-- start --

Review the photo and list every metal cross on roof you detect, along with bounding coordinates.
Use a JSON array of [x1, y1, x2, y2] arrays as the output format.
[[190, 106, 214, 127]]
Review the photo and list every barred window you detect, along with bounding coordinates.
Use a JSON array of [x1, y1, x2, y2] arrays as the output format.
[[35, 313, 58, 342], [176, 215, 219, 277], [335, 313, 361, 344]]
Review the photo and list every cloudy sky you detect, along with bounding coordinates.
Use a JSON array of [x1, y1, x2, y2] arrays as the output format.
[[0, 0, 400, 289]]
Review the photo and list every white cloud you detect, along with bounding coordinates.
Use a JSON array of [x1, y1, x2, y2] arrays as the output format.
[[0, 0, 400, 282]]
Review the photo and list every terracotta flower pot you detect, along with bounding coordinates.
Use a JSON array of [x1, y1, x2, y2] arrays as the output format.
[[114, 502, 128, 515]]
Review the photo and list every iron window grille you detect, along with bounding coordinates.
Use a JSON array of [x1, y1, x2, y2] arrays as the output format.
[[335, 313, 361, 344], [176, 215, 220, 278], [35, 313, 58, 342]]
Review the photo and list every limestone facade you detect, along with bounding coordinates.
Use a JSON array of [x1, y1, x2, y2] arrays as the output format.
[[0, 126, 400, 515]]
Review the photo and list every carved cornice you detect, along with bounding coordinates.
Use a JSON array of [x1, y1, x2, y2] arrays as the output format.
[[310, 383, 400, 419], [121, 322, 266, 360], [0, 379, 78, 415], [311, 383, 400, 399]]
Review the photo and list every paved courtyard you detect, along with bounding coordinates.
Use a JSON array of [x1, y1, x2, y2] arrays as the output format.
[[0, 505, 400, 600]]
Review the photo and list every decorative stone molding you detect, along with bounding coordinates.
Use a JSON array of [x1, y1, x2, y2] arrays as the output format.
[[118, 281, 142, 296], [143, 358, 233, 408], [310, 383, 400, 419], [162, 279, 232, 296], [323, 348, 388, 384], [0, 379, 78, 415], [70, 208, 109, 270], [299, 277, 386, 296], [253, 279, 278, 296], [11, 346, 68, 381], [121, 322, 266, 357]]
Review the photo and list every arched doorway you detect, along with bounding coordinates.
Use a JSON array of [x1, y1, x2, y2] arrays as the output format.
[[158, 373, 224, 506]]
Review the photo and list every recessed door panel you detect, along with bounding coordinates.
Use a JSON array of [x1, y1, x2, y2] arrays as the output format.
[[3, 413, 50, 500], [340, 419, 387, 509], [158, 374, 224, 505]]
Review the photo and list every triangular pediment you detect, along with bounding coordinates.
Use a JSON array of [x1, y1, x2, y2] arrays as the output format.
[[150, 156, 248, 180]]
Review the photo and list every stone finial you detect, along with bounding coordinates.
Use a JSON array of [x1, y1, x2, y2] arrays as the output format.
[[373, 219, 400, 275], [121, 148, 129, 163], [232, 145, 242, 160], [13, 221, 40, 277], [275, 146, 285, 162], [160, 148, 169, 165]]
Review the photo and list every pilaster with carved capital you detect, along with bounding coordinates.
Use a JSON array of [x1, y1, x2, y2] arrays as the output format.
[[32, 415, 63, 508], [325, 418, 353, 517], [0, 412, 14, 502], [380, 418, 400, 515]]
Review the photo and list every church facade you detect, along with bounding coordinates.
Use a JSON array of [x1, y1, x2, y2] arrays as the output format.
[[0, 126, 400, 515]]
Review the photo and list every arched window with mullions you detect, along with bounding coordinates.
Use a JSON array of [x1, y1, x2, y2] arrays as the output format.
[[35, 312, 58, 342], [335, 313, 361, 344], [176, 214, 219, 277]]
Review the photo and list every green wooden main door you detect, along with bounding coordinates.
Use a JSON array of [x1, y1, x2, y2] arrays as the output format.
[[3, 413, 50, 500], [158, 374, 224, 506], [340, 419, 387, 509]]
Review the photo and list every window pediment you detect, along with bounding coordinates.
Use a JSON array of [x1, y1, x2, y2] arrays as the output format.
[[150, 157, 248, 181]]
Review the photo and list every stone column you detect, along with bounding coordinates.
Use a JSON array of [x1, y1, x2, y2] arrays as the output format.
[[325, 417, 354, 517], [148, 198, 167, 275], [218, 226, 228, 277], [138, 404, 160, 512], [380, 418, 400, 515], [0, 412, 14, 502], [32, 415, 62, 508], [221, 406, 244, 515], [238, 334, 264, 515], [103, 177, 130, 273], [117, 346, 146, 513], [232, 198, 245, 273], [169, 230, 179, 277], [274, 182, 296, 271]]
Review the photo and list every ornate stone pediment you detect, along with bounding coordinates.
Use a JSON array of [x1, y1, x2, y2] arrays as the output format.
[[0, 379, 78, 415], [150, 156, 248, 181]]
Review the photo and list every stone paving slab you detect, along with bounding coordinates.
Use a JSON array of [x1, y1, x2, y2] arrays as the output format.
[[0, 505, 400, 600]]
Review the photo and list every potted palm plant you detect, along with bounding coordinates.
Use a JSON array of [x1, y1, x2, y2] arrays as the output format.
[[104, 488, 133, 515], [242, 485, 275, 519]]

-- end --

Objective ▸
Rewrite the stretch from the line containing "Review the photo and list every recessed" through the line containing "[[150, 157, 248, 181]]" with "stone finial" changed to "rooftop finial", and return only those lines with nothing else altered.

Problem solution ▸
Review the photo and list every recessed door panel you detect, along with bounding coordinates.
Use a JSON array of [x1, y1, x2, y2] arrays as the output format.
[[3, 413, 50, 500], [340, 419, 387, 509], [158, 374, 224, 505]]
Review the photo and list every triangular pediment you detect, along with bounding coordinates.
Use a JSON array of [x1, y1, x2, y2] arrays as the output format.
[[150, 156, 248, 180]]
Review the photo and list every rooftop finial you detect, along with bounding coordinates.
Use a JSON array of [x1, y1, x2, y2] arrays as the output format.
[[373, 219, 400, 275], [121, 148, 129, 163], [232, 145, 242, 160], [13, 221, 40, 277], [275, 146, 285, 162], [160, 148, 169, 165]]
Review the photo and list every pilaster with carved capital you detect, along with bounding coordinates.
Use a JSON array of [x1, y1, x2, y2] arrays as the output format.
[[32, 415, 63, 508], [325, 418, 353, 517], [0, 412, 14, 502], [380, 418, 400, 515]]
Review the photo and list every church facade you detect, along with bounding coordinates.
Use a JSON array of [x1, y1, x2, y2] arrays as the output format.
[[0, 126, 400, 515]]
Review the photo and list every arched window with mullions you detect, along with bounding coordinates.
Use a JSON array of [x1, y1, x2, y2] arrays as the output format.
[[35, 312, 58, 342], [335, 313, 361, 344], [176, 214, 219, 277]]
Review the photo and list every green wooden main door you detect, along with bounding coordinates.
Use a JSON array of [x1, y1, x2, y2] arrays as the output format.
[[3, 413, 50, 500], [158, 374, 224, 506], [340, 419, 387, 509]]
Review the photo and list every window pediment you detect, along with bounding coordinates.
Use a JSON array of [x1, y1, x2, y2] arrays as the output format.
[[150, 157, 248, 181]]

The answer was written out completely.